**WHAT TO DO:** Copy out every line of the data that has the word "river" somewhere in it.

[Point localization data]

+ + + +

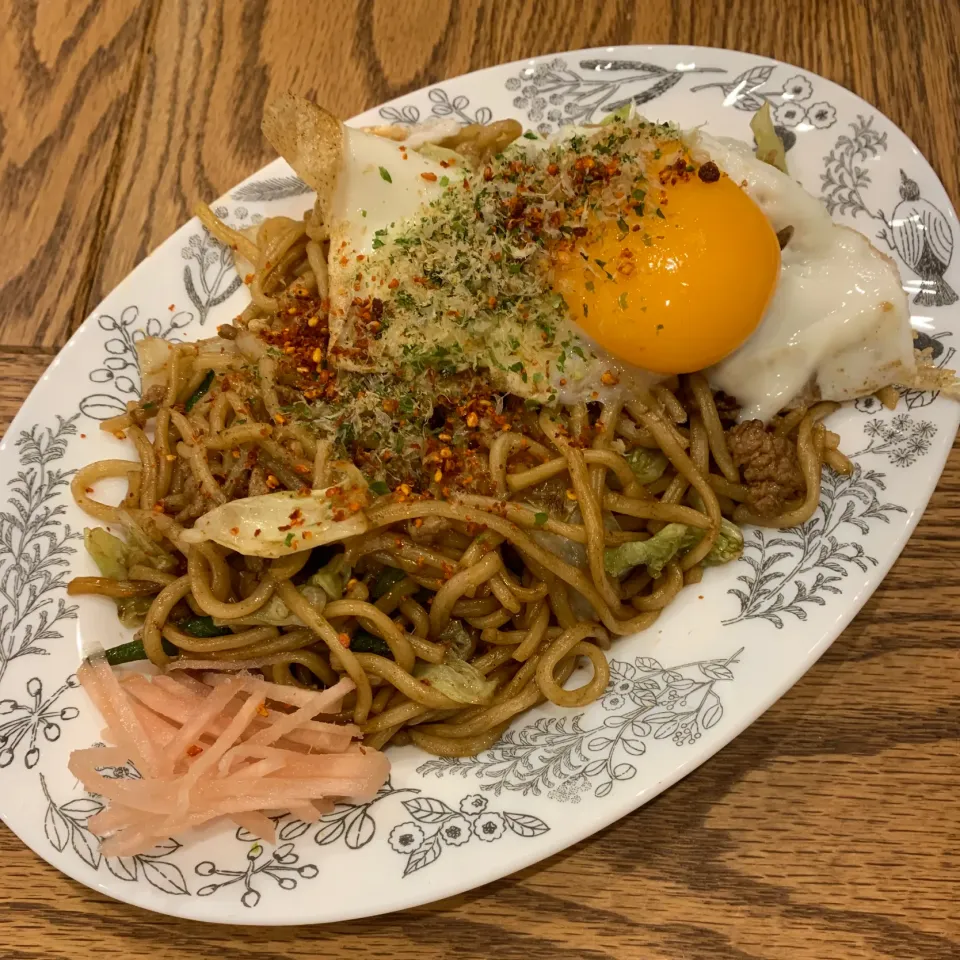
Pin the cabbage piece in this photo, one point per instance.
(458, 680)
(673, 539)
(621, 113)
(273, 525)
(332, 578)
(461, 643)
(114, 556)
(132, 611)
(142, 549)
(433, 151)
(647, 465)
(769, 145)
(153, 355)
(275, 613)
(728, 545)
(109, 552)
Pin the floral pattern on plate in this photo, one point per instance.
(557, 775)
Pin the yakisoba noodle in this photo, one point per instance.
(481, 574)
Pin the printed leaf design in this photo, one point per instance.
(525, 824)
(329, 832)
(563, 756)
(785, 582)
(296, 829)
(711, 716)
(424, 856)
(123, 868)
(166, 877)
(82, 808)
(716, 671)
(360, 830)
(56, 828)
(86, 847)
(270, 189)
(427, 810)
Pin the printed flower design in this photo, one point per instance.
(869, 405)
(281, 865)
(473, 803)
(489, 827)
(566, 756)
(789, 114)
(902, 439)
(797, 88)
(822, 115)
(788, 103)
(456, 831)
(569, 790)
(439, 826)
(585, 91)
(26, 720)
(406, 838)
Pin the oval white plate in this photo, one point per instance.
(714, 662)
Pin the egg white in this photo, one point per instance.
(839, 317)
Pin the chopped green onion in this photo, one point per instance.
(388, 578)
(363, 642)
(202, 627)
(199, 392)
(134, 651)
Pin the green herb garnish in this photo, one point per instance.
(199, 392)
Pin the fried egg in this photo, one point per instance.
(839, 320)
(596, 264)
(679, 282)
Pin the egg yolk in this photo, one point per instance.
(679, 282)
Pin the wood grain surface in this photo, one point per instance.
(829, 829)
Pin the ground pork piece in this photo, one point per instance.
(727, 408)
(147, 407)
(769, 466)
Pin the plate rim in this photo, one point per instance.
(630, 800)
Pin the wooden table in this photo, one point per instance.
(830, 828)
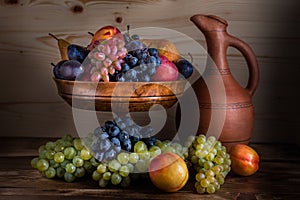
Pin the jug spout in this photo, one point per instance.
(207, 23)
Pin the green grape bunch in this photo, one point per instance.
(66, 158)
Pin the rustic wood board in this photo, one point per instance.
(30, 106)
(277, 178)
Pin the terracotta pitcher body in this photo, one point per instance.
(235, 102)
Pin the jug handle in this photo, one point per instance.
(251, 60)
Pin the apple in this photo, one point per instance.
(244, 160)
(166, 71)
(104, 33)
(168, 172)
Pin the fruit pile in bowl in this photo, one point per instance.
(151, 68)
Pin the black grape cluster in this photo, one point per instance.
(139, 63)
(119, 134)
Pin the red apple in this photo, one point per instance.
(104, 33)
(166, 71)
(244, 160)
(168, 172)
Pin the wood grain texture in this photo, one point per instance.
(30, 105)
(277, 178)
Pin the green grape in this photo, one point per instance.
(210, 189)
(50, 172)
(106, 176)
(59, 148)
(78, 161)
(216, 169)
(42, 165)
(70, 168)
(88, 166)
(218, 160)
(102, 168)
(50, 145)
(59, 157)
(50, 154)
(133, 158)
(64, 163)
(199, 188)
(114, 165)
(168, 149)
(210, 157)
(96, 176)
(204, 183)
(130, 167)
(80, 172)
(34, 162)
(69, 177)
(124, 171)
(154, 151)
(209, 173)
(140, 147)
(123, 158)
(94, 162)
(70, 153)
(53, 164)
(208, 165)
(116, 179)
(103, 182)
(200, 176)
(194, 159)
(43, 153)
(77, 143)
(60, 172)
(141, 166)
(178, 147)
(125, 182)
(85, 154)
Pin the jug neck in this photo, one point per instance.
(217, 48)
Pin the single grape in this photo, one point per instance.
(50, 172)
(116, 179)
(106, 176)
(123, 158)
(78, 161)
(124, 171)
(96, 176)
(70, 168)
(102, 168)
(60, 172)
(103, 182)
(114, 165)
(42, 165)
(59, 157)
(70, 152)
(80, 172)
(69, 177)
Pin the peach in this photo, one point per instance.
(104, 33)
(244, 160)
(168, 172)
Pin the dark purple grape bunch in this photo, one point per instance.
(139, 64)
(117, 135)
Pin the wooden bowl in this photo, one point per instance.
(127, 96)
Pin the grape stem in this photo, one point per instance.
(53, 36)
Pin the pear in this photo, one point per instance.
(63, 47)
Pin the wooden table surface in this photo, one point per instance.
(277, 178)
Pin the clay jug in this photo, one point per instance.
(236, 106)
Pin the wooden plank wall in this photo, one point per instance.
(30, 106)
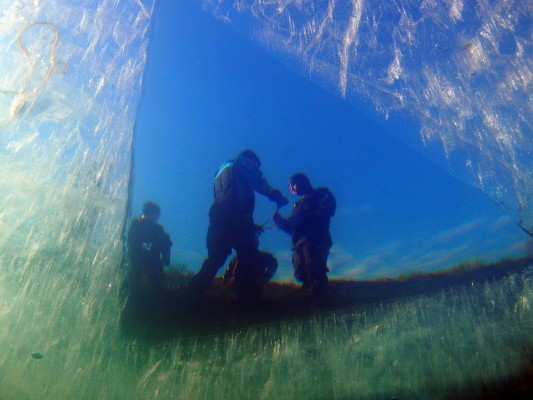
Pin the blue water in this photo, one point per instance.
(70, 88)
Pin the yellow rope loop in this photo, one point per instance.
(27, 56)
(22, 95)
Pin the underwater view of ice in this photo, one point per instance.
(70, 83)
(461, 69)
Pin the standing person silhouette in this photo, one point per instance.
(231, 223)
(308, 226)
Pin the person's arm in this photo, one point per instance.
(255, 178)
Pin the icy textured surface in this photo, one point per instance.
(70, 77)
(462, 69)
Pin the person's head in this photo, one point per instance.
(299, 184)
(251, 156)
(151, 210)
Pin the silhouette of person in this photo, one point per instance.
(231, 223)
(308, 226)
(148, 248)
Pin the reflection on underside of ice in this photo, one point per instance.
(70, 77)
(461, 70)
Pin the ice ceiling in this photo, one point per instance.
(461, 69)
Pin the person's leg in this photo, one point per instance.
(218, 250)
(318, 269)
(245, 284)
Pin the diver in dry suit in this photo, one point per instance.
(231, 223)
(148, 248)
(308, 226)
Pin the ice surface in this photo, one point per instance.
(70, 78)
(461, 69)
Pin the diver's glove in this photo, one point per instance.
(276, 196)
(277, 218)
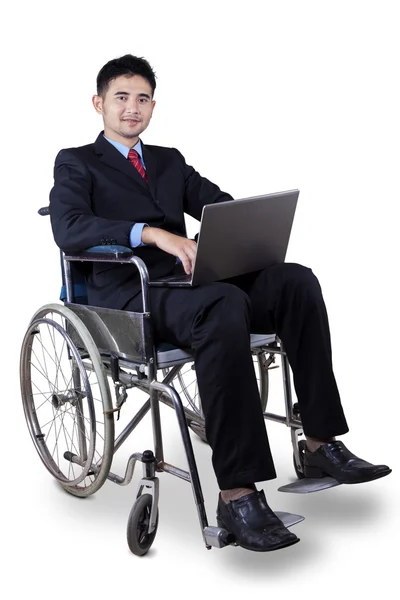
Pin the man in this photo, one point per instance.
(120, 191)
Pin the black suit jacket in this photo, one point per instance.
(98, 196)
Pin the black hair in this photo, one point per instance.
(125, 65)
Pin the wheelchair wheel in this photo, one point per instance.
(67, 400)
(139, 540)
(302, 450)
(185, 383)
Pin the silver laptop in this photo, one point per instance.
(239, 236)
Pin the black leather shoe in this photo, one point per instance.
(254, 525)
(335, 460)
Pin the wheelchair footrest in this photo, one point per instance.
(308, 485)
(288, 519)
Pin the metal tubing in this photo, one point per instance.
(163, 466)
(135, 260)
(283, 420)
(131, 425)
(287, 388)
(155, 413)
(68, 279)
(76, 379)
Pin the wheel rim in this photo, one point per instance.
(64, 391)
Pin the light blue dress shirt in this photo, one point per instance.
(135, 236)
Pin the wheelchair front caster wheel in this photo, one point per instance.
(302, 450)
(138, 536)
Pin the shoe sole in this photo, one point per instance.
(312, 475)
(221, 524)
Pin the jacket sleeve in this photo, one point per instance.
(75, 226)
(199, 191)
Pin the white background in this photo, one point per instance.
(305, 94)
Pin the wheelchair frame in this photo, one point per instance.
(124, 339)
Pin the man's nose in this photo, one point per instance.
(132, 106)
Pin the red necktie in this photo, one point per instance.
(134, 159)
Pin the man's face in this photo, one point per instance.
(126, 108)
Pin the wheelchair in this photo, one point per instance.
(74, 354)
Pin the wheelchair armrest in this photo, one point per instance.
(107, 253)
(121, 254)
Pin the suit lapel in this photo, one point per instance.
(151, 169)
(112, 157)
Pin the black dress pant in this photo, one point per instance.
(216, 320)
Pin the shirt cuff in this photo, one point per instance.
(135, 236)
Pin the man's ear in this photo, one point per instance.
(98, 104)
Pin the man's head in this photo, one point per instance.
(125, 89)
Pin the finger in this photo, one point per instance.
(186, 263)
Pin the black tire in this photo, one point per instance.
(302, 449)
(139, 541)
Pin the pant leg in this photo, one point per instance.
(287, 300)
(214, 320)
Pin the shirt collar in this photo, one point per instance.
(124, 149)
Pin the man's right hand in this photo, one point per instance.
(176, 245)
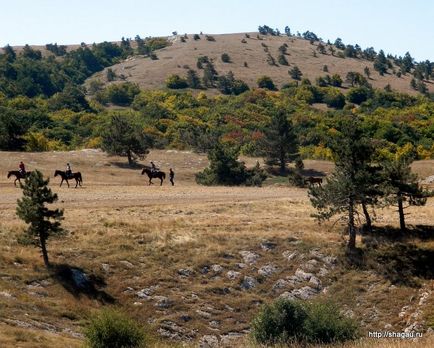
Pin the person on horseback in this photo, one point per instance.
(22, 168)
(153, 167)
(68, 170)
(171, 176)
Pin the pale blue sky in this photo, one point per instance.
(396, 26)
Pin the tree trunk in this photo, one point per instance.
(367, 217)
(130, 158)
(44, 252)
(401, 212)
(351, 226)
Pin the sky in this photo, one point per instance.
(397, 26)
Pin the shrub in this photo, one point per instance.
(267, 83)
(287, 321)
(325, 324)
(176, 82)
(225, 58)
(112, 329)
(279, 322)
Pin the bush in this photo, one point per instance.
(279, 322)
(325, 324)
(111, 329)
(226, 58)
(267, 83)
(287, 321)
(176, 82)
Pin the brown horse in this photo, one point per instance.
(18, 175)
(312, 181)
(65, 177)
(151, 175)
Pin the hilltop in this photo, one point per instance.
(253, 49)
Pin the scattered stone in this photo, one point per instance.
(302, 275)
(267, 270)
(304, 293)
(185, 272)
(126, 264)
(203, 314)
(233, 275)
(229, 339)
(146, 293)
(217, 269)
(280, 284)
(105, 267)
(209, 341)
(289, 255)
(267, 245)
(249, 257)
(162, 302)
(248, 283)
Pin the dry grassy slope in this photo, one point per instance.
(152, 73)
(135, 237)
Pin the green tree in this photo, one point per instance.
(348, 185)
(266, 82)
(402, 185)
(123, 137)
(224, 167)
(32, 209)
(295, 73)
(279, 144)
(193, 80)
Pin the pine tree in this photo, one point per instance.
(32, 210)
(279, 144)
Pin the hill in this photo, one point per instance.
(183, 53)
(176, 258)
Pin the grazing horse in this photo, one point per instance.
(312, 181)
(18, 176)
(65, 177)
(158, 174)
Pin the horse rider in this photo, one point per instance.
(153, 167)
(171, 176)
(22, 168)
(68, 170)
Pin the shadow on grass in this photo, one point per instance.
(395, 255)
(126, 165)
(77, 282)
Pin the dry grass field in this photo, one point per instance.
(187, 261)
(177, 58)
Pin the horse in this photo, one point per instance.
(18, 175)
(312, 181)
(65, 177)
(158, 174)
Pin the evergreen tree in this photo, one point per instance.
(193, 80)
(348, 185)
(279, 144)
(380, 63)
(32, 209)
(295, 73)
(123, 137)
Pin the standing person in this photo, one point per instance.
(171, 176)
(22, 168)
(68, 170)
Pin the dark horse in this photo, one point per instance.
(312, 181)
(18, 176)
(76, 176)
(152, 175)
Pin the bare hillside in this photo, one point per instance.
(180, 56)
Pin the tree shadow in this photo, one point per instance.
(126, 165)
(77, 282)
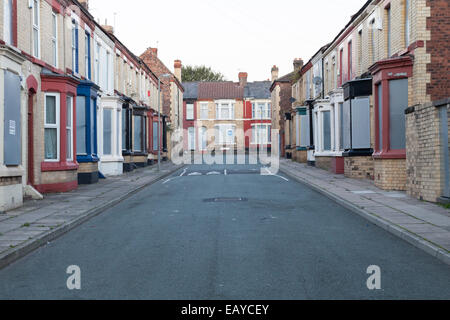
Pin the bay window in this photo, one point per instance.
(203, 134)
(107, 131)
(261, 110)
(87, 55)
(391, 100)
(261, 134)
(225, 134)
(204, 111)
(155, 136)
(191, 138)
(139, 133)
(326, 127)
(51, 127)
(190, 111)
(81, 125)
(225, 110)
(36, 29)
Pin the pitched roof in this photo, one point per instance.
(258, 90)
(190, 90)
(220, 90)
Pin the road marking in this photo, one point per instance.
(275, 175)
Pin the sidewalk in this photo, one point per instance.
(39, 221)
(425, 225)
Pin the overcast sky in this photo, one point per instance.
(228, 35)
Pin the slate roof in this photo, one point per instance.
(258, 90)
(190, 90)
(220, 90)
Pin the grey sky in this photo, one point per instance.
(228, 35)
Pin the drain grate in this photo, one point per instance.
(225, 200)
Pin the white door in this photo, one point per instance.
(191, 138)
(203, 138)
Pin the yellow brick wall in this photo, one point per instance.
(359, 167)
(390, 174)
(275, 100)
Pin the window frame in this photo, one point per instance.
(87, 55)
(230, 105)
(204, 106)
(69, 127)
(407, 22)
(257, 128)
(36, 27)
(190, 113)
(56, 126)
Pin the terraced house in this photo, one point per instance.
(227, 115)
(383, 113)
(76, 103)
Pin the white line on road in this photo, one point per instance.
(275, 175)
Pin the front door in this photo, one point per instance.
(191, 138)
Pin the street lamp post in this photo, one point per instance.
(166, 75)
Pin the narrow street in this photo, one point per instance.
(226, 232)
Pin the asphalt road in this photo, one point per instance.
(239, 235)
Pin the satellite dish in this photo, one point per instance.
(317, 81)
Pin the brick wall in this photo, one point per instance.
(439, 48)
(359, 167)
(390, 174)
(156, 65)
(324, 163)
(424, 177)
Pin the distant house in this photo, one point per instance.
(227, 115)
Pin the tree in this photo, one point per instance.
(200, 73)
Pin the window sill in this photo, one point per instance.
(391, 154)
(48, 166)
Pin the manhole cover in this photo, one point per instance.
(225, 200)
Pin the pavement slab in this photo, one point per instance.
(58, 213)
(401, 214)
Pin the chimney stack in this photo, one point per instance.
(298, 64)
(274, 73)
(177, 69)
(243, 79)
(108, 29)
(154, 51)
(84, 3)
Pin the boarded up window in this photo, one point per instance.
(12, 133)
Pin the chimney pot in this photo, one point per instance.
(177, 69)
(84, 3)
(108, 29)
(243, 79)
(274, 73)
(298, 64)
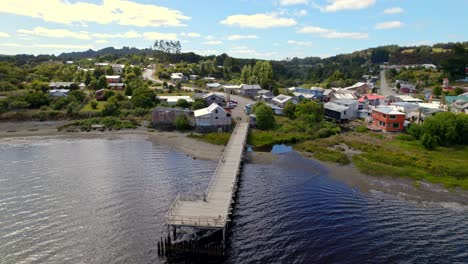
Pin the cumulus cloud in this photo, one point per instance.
(293, 2)
(54, 33)
(393, 10)
(389, 25)
(190, 34)
(237, 37)
(259, 21)
(122, 12)
(159, 35)
(300, 43)
(337, 5)
(126, 35)
(213, 42)
(331, 33)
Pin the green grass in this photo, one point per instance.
(87, 107)
(213, 138)
(403, 158)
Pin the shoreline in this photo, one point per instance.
(192, 147)
(402, 187)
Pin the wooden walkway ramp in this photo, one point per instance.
(211, 210)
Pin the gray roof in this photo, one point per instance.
(335, 107)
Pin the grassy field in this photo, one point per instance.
(99, 108)
(382, 154)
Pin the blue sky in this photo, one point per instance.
(269, 29)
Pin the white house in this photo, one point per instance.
(353, 106)
(249, 90)
(172, 100)
(281, 100)
(337, 112)
(213, 98)
(118, 68)
(178, 77)
(212, 118)
(59, 92)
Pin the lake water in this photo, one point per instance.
(103, 201)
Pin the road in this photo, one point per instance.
(385, 90)
(148, 75)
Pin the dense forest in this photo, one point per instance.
(339, 70)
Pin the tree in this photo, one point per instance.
(182, 123)
(102, 82)
(290, 110)
(77, 95)
(265, 117)
(263, 72)
(437, 91)
(199, 103)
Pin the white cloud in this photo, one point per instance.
(190, 34)
(54, 33)
(122, 12)
(128, 34)
(389, 25)
(300, 13)
(393, 10)
(337, 5)
(260, 21)
(293, 2)
(300, 43)
(157, 36)
(237, 37)
(213, 42)
(332, 34)
(50, 46)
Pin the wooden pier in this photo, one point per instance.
(211, 209)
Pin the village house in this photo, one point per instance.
(118, 68)
(178, 77)
(264, 95)
(212, 118)
(213, 85)
(371, 100)
(214, 98)
(164, 117)
(112, 79)
(353, 105)
(337, 112)
(172, 99)
(59, 92)
(388, 119)
(249, 90)
(57, 85)
(281, 100)
(360, 88)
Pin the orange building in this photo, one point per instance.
(388, 119)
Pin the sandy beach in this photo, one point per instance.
(192, 147)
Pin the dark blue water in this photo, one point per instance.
(103, 201)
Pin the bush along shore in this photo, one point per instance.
(435, 151)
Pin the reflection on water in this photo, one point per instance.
(103, 201)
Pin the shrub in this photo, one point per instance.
(94, 104)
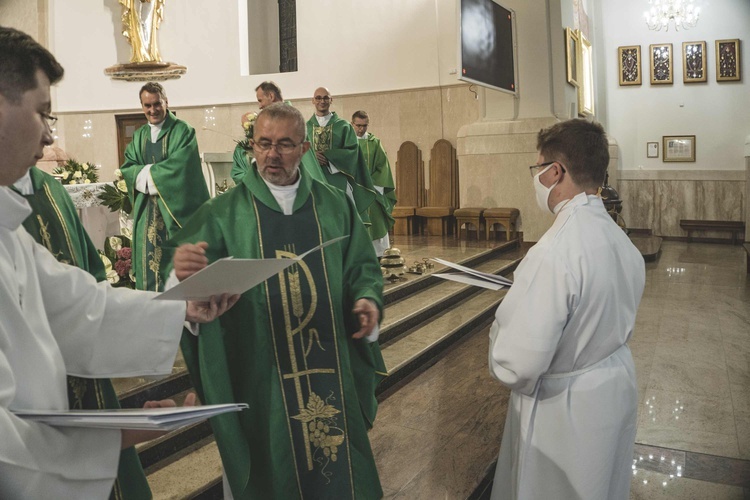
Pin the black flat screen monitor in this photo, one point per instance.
(487, 55)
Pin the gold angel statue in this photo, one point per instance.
(140, 20)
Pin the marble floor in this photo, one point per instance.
(692, 351)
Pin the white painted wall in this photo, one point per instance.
(349, 45)
(716, 113)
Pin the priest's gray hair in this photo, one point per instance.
(283, 111)
(20, 57)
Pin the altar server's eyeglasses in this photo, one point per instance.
(283, 148)
(49, 119)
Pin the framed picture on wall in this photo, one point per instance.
(694, 62)
(571, 55)
(678, 147)
(661, 63)
(630, 64)
(728, 60)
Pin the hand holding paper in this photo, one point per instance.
(228, 275)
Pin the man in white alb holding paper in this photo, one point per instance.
(56, 319)
(558, 340)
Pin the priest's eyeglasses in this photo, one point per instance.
(535, 169)
(282, 148)
(49, 120)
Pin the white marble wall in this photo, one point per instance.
(658, 199)
(493, 162)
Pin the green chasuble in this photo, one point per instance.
(286, 348)
(380, 171)
(241, 165)
(54, 223)
(181, 189)
(338, 143)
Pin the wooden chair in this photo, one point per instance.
(409, 188)
(469, 216)
(507, 217)
(443, 193)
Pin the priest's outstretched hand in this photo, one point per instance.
(368, 315)
(132, 437)
(188, 260)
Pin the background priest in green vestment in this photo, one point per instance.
(382, 179)
(301, 348)
(54, 223)
(267, 93)
(165, 183)
(335, 146)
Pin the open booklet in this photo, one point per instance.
(234, 276)
(157, 419)
(472, 277)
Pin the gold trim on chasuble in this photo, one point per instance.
(164, 141)
(153, 236)
(322, 138)
(317, 418)
(46, 237)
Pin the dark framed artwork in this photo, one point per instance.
(728, 60)
(694, 62)
(661, 63)
(630, 64)
(572, 40)
(678, 147)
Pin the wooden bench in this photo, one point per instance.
(506, 217)
(732, 226)
(470, 217)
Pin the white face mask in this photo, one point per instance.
(542, 192)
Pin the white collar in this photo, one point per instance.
(323, 120)
(24, 184)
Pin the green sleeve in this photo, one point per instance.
(240, 164)
(179, 178)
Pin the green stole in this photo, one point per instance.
(338, 143)
(241, 165)
(286, 347)
(181, 188)
(380, 171)
(54, 223)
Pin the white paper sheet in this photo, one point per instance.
(468, 279)
(165, 419)
(234, 276)
(491, 278)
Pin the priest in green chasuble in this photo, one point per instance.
(377, 163)
(165, 182)
(267, 93)
(54, 223)
(335, 146)
(301, 348)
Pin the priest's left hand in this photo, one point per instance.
(205, 312)
(368, 314)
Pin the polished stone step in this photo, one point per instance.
(422, 308)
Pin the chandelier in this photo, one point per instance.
(682, 12)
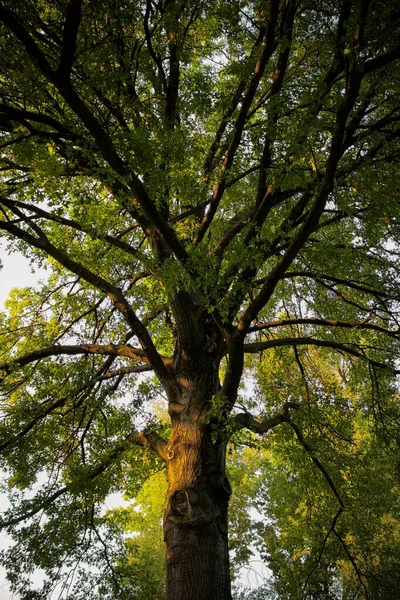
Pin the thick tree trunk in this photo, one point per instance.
(195, 523)
(196, 515)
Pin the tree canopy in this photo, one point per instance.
(213, 189)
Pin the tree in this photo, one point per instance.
(213, 187)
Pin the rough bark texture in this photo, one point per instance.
(196, 515)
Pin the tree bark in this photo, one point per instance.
(196, 514)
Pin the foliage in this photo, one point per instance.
(208, 184)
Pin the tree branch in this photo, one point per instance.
(255, 347)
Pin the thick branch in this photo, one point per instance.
(108, 350)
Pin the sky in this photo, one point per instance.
(16, 272)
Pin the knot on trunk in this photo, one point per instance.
(187, 507)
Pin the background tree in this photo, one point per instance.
(213, 189)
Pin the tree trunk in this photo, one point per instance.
(196, 515)
(196, 519)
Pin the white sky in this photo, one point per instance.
(16, 272)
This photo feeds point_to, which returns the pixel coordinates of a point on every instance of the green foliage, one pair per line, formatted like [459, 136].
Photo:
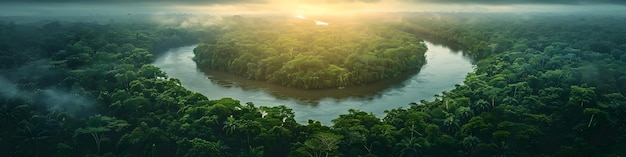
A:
[302, 55]
[540, 88]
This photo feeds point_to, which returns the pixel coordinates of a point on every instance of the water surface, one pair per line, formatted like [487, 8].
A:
[445, 67]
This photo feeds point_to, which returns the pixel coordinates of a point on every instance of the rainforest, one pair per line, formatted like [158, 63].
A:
[543, 84]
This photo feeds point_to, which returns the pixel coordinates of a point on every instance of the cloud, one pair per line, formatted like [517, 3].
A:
[206, 2]
[52, 98]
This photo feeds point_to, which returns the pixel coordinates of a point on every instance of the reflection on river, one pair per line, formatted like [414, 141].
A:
[445, 67]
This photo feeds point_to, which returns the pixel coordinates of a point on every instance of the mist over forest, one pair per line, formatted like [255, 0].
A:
[77, 78]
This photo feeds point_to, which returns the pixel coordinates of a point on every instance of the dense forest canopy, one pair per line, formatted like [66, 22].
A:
[544, 85]
[297, 53]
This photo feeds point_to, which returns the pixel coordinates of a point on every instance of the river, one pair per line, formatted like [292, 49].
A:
[445, 68]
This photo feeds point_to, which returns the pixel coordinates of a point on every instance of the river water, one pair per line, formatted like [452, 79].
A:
[445, 67]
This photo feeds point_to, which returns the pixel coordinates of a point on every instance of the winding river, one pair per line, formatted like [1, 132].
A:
[445, 67]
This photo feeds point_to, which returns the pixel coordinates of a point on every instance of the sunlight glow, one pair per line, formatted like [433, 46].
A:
[320, 23]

+ + + +

**SOLUTION TO THIS TASK:**
This photo feeds point_to, which returns the pixel coordinates of a point on every instance of the reflection on river, one pair per line, formatted like [414, 141].
This photo feeds point_to, which returns the pixel coordinates of a point on every instance of the river, one pair per line, formatted like [292, 49].
This photo feeds point_to, which returns the pixel coordinates of a point on every instance of the river water, one pair per line, formatted like [452, 79].
This photo feeds point_to, which returns the pixel coordinates of a point on every instance of the winding river, one pair per line, formatted like [1, 132].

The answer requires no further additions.